[取り組む課題]
[a] 本文の「第五に委員会は日本と韓国の双」から「るようになることを意味する。」までの箇所を、「多国間構想」を「国際的な枠組み」に置き換えて書き直してください。
[b] 本文で、韓米両国が重要な基準とルールを制定する主体になりうるとされている分野をすべて挙げてください。

[本文]
第五に委員会は両国の経済関係を韓米同盟だけにとどまらず、より幅広い経済ガバナンスの分野にまで拡大すべきであると信じる。デジタル貿易、気候変動、人工知能、グローバル医療分野、第4次産業革命などの分野で韓米両国は重要な基準とルールを制定する主体になることができる。
第五に委員会は日本と韓国の双方に対して両国関係の改善を求める。韓国にとって日本との関係悪化は国内の政治的必要性にプラスになるかもしれないが、長期的にみれば韓国の戦略的な利益を害するだろう。日本は5G、サプライチェーン、ブルー・ドット・ネットワークを含むほぼあらゆる多国間構想で中心的な役割を果たす国だ。韓国は複数の多国間構想で少しずつ疎外されつつある。これは将来、韓国が徐々に、中国の気まぐれな影響力の下に一層置かれるようになることを意味する。
最後に北朝鮮に対して委員らはトランプ政権の4年間、過去のいかなる時よりも激しく拡大した北朝鮮の核と弾道ミサイルの問題に対してやるべきことがはっきりしたと信じている。いかなる政策を選択した場合でも、北朝鮮の非核化という目標に引き続き集中しなければならない。同盟国とも緊密に協力しなければならず、軍事訓練などの同盟資産を北朝鮮との交渉カードとして使ってはならない。その第1段階として核の「凍結」を引き出すことをためらってはならない。ここからさらに北朝鮮による核物質の生産や武器の実験、それらが拡散する脅威を小さくすることにも焦点を合わせねばならない。北朝鮮に対する制裁を緩和できるとすれば、それは実質的な非核化への見返りとなる時だけだ。首脳会談は北朝鮮が武装解除という本当の決断をした時のために取っておくべきだ。
委員長はこれらの政策勧告についてはどれも簡単ではないと考えている。それでも先週行われた米国の国務長官と国防長官による「2プラス2」訪問は、バイデン政権のスタートが順調に進んでいることを示した。韓米同盟は険しかった時期が過ぎ去り、政策の専門家たちが協力して戦略的課題や両国が共に解決すべき政策のロードマップを提示できる新たな時期を迎えつつある。

[提示された行]
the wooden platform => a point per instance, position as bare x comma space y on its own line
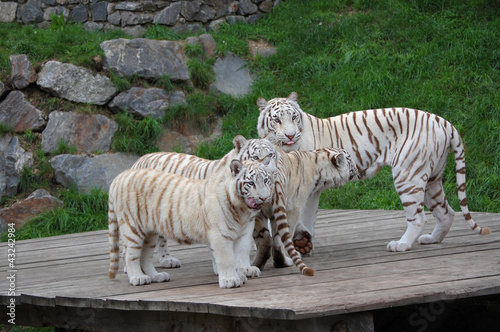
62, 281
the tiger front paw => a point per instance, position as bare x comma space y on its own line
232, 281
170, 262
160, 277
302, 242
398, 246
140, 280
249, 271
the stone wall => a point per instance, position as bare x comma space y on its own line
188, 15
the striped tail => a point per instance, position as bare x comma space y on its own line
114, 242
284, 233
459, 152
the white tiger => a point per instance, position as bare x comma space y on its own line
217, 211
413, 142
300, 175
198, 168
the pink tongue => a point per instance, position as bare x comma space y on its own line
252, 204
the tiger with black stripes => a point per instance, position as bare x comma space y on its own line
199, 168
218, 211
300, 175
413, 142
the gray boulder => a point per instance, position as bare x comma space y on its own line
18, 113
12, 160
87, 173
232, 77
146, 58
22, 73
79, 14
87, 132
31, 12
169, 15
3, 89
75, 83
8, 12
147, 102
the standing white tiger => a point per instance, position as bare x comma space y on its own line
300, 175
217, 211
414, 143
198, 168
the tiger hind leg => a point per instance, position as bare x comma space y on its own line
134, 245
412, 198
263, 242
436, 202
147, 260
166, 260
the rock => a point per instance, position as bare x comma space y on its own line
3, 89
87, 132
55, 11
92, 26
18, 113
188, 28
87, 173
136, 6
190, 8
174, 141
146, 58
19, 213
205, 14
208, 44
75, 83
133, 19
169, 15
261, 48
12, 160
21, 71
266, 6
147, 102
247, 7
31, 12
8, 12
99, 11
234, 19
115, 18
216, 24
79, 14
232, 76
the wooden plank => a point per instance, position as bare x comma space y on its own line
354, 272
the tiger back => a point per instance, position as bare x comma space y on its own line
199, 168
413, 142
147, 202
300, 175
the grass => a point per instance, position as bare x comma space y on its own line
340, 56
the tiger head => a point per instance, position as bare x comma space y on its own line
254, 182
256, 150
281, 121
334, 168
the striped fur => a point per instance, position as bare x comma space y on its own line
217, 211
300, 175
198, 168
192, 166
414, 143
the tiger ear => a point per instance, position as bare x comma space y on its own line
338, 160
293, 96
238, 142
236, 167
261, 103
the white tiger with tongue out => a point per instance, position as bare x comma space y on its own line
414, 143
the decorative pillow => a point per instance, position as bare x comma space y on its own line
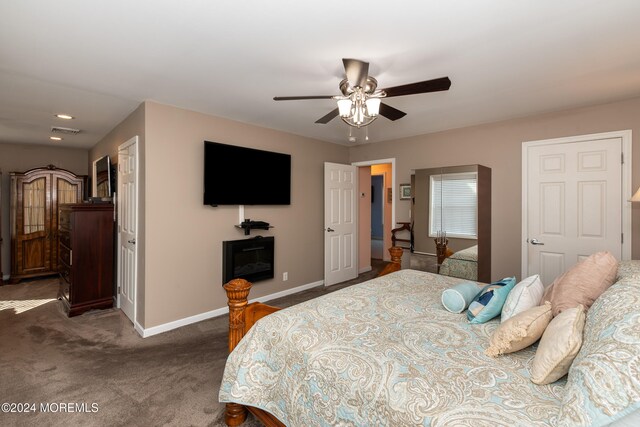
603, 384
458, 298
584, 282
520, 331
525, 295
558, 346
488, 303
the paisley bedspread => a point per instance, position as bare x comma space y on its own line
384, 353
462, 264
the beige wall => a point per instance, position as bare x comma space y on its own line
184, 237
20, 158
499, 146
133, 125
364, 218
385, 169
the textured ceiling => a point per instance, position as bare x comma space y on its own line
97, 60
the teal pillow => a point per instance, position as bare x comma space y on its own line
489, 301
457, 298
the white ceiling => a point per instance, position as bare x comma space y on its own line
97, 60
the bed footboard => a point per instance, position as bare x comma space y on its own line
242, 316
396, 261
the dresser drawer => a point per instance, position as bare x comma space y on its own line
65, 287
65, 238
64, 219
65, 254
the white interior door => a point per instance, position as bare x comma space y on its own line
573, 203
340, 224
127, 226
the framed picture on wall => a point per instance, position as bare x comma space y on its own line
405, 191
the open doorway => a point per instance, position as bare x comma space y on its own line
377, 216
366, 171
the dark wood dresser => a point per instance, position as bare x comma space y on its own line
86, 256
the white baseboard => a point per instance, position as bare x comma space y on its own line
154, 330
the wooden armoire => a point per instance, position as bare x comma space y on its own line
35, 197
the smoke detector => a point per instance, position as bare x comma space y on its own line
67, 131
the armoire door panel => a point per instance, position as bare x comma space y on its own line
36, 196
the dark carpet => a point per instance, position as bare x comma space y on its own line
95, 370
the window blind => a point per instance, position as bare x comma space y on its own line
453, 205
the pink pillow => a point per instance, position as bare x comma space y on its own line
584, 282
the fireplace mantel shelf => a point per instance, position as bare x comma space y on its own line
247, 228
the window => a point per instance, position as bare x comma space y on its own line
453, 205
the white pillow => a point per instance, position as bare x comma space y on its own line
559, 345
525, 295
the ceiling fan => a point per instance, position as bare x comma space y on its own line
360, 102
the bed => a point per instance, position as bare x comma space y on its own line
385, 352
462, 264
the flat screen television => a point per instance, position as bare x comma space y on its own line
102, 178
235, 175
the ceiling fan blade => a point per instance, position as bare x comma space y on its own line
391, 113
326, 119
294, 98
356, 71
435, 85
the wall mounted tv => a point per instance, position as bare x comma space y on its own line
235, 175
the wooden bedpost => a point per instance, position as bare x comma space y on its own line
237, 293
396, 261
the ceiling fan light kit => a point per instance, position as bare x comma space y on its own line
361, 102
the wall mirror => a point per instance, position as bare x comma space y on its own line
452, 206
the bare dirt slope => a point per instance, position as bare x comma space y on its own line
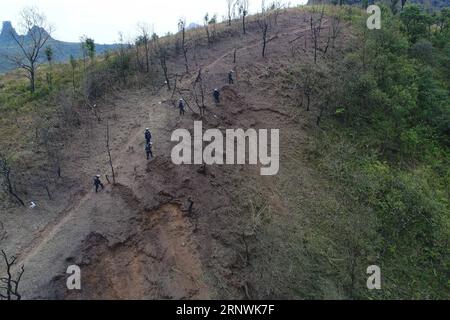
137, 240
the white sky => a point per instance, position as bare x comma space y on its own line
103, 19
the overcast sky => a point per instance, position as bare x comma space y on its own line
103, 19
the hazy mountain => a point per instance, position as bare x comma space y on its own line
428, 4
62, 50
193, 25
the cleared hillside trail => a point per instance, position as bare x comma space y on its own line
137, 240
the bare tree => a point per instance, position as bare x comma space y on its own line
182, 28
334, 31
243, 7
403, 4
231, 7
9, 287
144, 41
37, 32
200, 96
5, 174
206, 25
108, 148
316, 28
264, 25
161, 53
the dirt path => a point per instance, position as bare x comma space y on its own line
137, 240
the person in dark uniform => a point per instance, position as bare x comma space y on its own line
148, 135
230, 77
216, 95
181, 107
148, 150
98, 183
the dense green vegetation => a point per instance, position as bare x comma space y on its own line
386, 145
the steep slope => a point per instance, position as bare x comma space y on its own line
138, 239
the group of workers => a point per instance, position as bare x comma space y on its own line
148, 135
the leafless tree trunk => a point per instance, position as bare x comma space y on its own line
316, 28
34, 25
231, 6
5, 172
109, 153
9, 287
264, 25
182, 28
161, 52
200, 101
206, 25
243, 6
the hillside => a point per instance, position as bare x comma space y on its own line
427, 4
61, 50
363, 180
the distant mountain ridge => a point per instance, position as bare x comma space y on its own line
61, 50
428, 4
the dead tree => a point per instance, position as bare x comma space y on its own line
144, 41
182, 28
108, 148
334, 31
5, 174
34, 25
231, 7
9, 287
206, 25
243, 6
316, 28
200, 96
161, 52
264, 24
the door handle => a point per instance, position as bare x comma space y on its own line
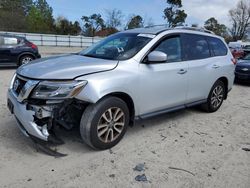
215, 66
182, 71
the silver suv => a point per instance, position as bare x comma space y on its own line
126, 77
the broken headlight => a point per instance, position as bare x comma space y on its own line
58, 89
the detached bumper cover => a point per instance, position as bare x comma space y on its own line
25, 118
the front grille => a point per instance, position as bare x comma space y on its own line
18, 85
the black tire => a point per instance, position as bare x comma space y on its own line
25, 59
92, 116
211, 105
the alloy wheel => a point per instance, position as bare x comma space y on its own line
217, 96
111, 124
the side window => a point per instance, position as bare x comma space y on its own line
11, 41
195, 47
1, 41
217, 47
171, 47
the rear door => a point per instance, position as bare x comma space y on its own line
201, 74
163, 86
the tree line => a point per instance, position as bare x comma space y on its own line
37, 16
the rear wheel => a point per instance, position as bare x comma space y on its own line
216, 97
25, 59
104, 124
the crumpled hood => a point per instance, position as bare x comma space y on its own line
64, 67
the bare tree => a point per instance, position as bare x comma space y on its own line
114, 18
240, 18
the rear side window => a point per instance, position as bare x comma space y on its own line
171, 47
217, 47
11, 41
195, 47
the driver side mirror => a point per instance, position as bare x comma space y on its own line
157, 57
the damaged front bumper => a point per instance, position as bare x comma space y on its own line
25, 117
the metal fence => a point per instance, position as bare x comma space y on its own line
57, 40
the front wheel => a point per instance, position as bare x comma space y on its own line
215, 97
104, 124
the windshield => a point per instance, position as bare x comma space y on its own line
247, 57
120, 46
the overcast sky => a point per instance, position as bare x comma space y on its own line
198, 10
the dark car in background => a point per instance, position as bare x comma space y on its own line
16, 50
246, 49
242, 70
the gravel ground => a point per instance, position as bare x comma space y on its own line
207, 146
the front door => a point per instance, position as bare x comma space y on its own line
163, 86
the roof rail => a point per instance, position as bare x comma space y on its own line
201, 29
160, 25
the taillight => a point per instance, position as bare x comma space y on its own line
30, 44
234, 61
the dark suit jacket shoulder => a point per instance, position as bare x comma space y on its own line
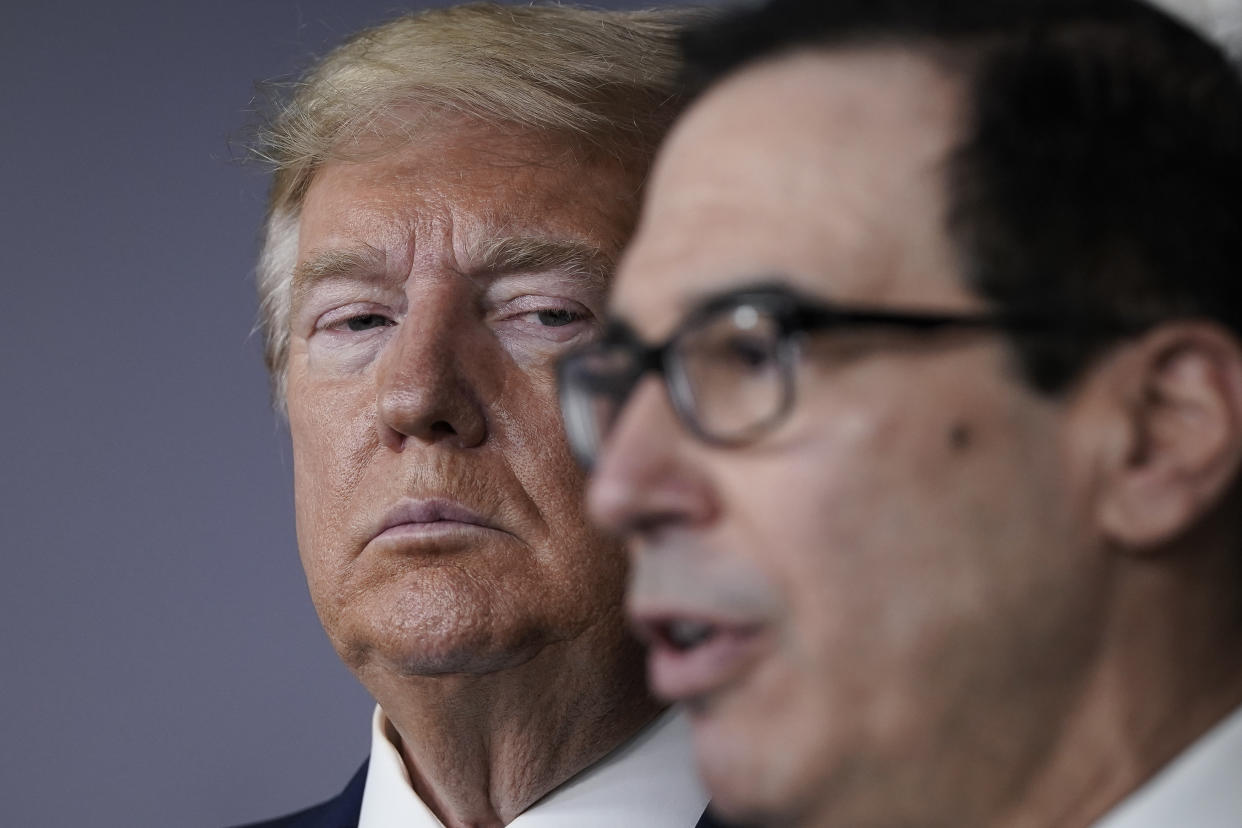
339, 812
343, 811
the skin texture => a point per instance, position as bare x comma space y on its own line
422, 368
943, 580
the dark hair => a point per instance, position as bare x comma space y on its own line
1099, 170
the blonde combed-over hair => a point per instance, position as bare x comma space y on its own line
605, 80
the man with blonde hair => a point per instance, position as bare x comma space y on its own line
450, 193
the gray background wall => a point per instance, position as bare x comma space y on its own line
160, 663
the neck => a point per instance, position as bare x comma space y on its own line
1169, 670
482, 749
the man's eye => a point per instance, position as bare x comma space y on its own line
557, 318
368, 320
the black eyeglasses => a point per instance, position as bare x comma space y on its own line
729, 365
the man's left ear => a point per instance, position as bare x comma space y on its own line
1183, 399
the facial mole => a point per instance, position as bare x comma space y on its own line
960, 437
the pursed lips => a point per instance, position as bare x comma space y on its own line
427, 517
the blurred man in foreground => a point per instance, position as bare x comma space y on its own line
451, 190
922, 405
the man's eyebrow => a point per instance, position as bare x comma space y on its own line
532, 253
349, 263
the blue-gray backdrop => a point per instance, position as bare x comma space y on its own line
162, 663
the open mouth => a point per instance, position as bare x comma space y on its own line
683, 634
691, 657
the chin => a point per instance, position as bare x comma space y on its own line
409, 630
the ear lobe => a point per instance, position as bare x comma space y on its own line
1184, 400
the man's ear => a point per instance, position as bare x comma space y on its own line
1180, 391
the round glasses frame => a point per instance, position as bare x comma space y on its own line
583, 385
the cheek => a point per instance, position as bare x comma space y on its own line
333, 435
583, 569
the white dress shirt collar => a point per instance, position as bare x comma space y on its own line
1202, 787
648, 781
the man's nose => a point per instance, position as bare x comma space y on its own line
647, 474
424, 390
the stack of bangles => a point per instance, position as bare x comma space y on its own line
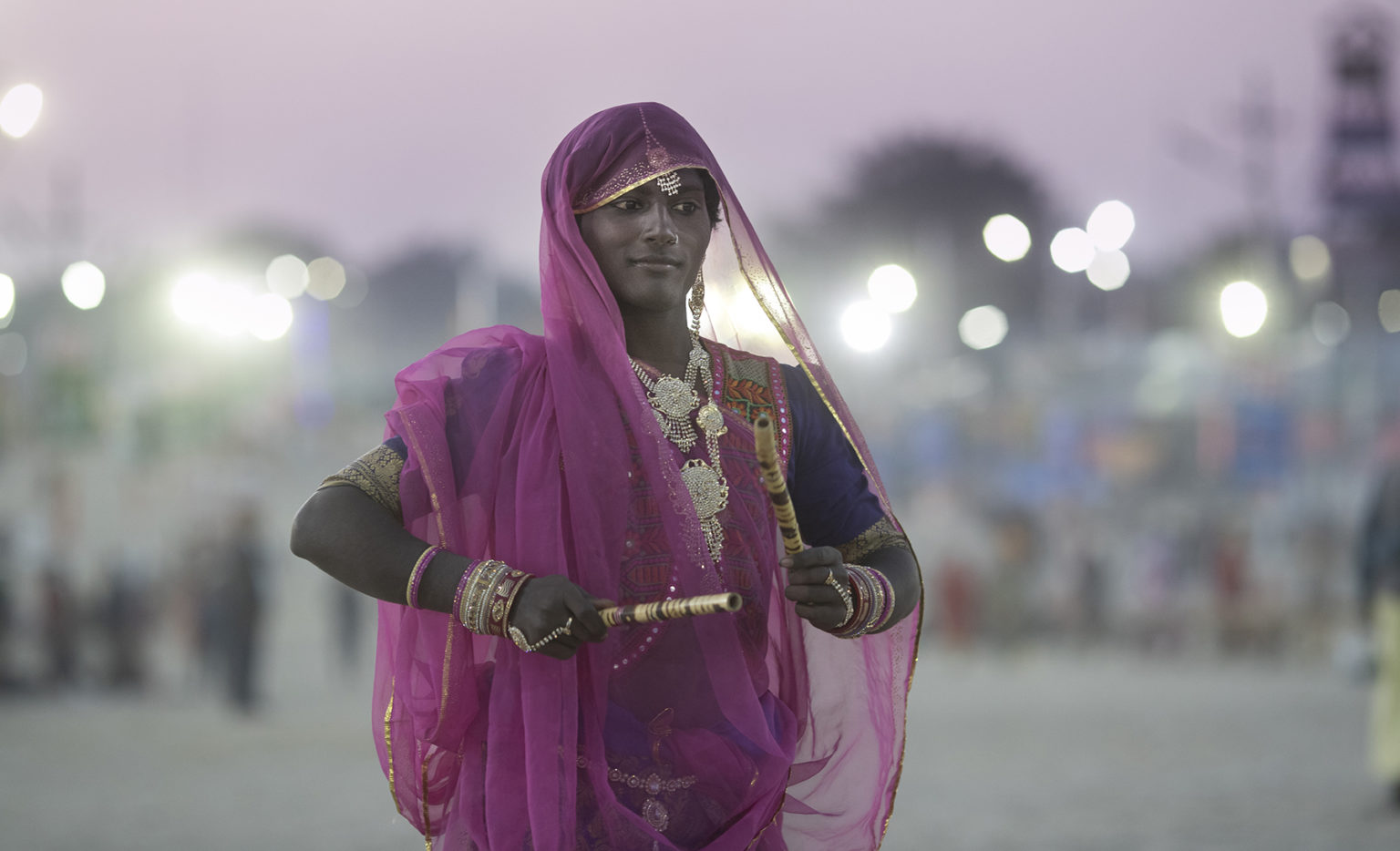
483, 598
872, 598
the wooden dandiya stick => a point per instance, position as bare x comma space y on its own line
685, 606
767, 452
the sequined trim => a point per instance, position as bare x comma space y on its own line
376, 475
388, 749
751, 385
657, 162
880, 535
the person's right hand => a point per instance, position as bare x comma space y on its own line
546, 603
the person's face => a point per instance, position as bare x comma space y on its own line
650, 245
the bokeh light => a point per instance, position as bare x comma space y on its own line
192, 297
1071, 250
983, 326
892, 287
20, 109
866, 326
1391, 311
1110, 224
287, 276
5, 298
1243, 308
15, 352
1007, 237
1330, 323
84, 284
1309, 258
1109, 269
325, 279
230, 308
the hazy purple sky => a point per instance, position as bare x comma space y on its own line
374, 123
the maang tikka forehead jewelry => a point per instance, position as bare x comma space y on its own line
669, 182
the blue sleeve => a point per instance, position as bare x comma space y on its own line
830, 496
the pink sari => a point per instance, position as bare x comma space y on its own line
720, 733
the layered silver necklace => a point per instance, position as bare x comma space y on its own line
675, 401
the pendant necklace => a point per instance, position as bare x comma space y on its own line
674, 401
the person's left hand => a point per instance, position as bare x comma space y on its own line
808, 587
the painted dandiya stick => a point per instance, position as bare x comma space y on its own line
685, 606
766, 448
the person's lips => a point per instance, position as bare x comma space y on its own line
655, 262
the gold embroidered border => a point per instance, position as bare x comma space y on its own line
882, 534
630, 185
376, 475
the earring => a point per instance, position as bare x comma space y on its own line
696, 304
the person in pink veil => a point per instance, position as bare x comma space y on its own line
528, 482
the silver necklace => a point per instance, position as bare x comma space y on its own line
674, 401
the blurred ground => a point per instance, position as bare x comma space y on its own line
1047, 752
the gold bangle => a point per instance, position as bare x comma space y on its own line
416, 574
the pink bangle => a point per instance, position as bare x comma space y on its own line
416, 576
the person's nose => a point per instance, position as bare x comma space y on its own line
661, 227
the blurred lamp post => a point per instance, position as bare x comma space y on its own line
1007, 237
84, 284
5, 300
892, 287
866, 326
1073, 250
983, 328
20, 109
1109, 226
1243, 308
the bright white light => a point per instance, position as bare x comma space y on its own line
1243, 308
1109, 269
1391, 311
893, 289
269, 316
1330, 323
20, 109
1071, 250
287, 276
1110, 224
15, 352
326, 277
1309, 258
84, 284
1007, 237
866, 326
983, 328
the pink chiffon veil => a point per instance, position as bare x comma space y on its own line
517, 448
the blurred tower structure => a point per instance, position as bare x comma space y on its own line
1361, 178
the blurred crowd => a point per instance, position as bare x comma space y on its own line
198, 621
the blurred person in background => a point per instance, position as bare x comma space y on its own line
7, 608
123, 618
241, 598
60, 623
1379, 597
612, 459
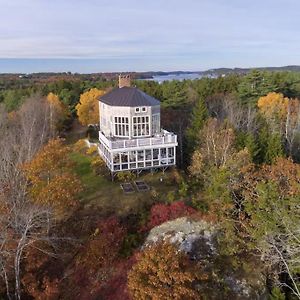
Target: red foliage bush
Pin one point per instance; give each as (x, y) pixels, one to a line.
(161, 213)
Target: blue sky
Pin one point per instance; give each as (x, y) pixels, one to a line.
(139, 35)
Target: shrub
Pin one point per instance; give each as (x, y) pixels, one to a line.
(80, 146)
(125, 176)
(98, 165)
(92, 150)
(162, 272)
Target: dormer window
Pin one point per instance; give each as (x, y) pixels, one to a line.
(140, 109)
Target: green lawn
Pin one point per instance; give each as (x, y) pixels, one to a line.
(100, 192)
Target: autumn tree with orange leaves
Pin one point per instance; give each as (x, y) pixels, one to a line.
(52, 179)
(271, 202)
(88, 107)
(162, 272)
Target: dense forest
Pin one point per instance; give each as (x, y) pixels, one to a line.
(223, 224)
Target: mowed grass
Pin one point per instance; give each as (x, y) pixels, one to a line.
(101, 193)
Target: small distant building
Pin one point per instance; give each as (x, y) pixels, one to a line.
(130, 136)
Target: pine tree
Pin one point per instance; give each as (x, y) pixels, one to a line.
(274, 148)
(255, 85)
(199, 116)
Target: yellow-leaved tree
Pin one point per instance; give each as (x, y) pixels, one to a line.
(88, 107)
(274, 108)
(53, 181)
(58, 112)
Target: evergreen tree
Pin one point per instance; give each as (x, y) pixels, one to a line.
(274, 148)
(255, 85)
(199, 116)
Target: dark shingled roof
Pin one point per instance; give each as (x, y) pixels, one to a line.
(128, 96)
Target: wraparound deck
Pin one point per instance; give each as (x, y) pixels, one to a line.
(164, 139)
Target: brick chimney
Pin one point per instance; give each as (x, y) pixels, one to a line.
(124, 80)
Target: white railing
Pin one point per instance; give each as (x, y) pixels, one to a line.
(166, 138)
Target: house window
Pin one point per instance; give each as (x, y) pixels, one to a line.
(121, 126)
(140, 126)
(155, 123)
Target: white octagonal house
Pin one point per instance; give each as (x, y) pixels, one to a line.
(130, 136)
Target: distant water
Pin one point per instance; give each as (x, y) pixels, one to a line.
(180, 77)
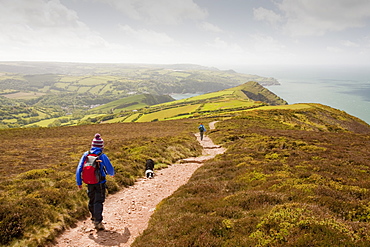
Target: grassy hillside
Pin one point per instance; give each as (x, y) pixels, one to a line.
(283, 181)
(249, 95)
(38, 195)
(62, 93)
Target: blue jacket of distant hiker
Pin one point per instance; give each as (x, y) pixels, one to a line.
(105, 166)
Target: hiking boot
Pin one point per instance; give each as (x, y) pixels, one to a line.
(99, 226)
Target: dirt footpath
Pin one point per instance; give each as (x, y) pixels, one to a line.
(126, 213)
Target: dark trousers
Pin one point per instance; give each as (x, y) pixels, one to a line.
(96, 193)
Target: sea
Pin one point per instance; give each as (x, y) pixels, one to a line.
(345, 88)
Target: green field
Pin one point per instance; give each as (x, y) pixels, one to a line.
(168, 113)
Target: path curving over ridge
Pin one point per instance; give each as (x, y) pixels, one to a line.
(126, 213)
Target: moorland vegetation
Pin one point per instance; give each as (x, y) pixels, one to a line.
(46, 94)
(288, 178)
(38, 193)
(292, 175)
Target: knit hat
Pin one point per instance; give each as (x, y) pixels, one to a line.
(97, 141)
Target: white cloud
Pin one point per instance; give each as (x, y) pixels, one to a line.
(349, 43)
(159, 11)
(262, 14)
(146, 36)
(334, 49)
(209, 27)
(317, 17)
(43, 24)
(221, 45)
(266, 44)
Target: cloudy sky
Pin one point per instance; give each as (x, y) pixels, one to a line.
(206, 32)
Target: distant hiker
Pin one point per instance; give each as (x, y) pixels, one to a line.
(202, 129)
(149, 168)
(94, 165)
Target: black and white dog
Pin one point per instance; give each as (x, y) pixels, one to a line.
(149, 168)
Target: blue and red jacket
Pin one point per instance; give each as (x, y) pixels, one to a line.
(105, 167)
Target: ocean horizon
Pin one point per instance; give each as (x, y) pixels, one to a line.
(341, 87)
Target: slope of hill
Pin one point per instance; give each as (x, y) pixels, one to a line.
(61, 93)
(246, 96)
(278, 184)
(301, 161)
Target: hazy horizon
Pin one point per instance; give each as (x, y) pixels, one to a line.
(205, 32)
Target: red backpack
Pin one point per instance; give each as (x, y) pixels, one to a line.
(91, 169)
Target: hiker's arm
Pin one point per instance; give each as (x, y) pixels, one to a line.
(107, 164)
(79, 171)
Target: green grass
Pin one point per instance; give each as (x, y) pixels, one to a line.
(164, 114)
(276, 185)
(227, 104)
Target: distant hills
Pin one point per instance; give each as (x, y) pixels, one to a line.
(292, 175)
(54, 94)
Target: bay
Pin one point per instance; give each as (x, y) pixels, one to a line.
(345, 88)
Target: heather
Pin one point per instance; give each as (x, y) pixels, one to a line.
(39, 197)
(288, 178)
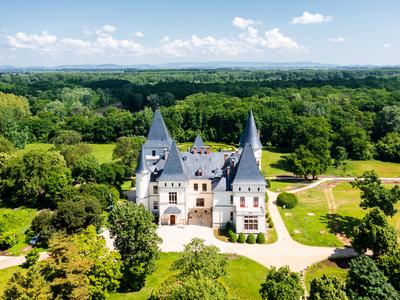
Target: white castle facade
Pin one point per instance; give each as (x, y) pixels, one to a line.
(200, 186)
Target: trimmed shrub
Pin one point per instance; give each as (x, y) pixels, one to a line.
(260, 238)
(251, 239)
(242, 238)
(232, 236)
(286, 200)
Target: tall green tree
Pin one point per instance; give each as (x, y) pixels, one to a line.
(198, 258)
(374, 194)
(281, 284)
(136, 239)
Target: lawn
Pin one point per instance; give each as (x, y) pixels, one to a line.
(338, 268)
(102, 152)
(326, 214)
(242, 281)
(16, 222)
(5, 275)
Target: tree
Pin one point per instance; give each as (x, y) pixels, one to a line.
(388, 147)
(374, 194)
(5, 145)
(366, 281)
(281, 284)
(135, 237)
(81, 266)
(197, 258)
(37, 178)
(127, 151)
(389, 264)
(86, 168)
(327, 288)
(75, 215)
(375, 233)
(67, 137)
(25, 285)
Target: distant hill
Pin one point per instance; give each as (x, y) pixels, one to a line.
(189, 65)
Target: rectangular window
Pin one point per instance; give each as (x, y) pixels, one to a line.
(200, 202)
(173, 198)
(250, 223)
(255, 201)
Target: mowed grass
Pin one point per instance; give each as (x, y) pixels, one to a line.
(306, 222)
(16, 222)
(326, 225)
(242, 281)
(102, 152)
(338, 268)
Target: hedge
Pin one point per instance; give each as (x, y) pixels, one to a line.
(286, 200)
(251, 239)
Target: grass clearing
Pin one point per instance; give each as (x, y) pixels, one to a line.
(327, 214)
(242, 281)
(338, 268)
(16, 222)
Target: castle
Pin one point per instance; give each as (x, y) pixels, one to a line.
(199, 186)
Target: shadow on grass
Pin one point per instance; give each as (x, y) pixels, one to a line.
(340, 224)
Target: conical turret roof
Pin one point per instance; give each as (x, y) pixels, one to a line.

[課題ごとの解答]
[a]
第五に委員会は日本と韓国の双方に対して両国関係の改善を求める。韓国にとって日本との関係悪化は国内の政治的必要性にプラスになるかもしれないが、長期的にみれば韓国の戦略的な利益を害するだろう。日本は5G、サプライチェーン、ブルー・ドット・ネットワークを含むほぼあらゆる国際的な枠組みで中心的な役割を果たす国だ。韓国は複数の国際的な枠組みで少しずつ疎外されつつある。これは将来、韓国が徐々に、中国の気まぐれな影響力の下に一層置かれるようになることを意味する。

[b] デジタル貿易、気候変動、人工知能、グローバル医療分野、第4次産業革命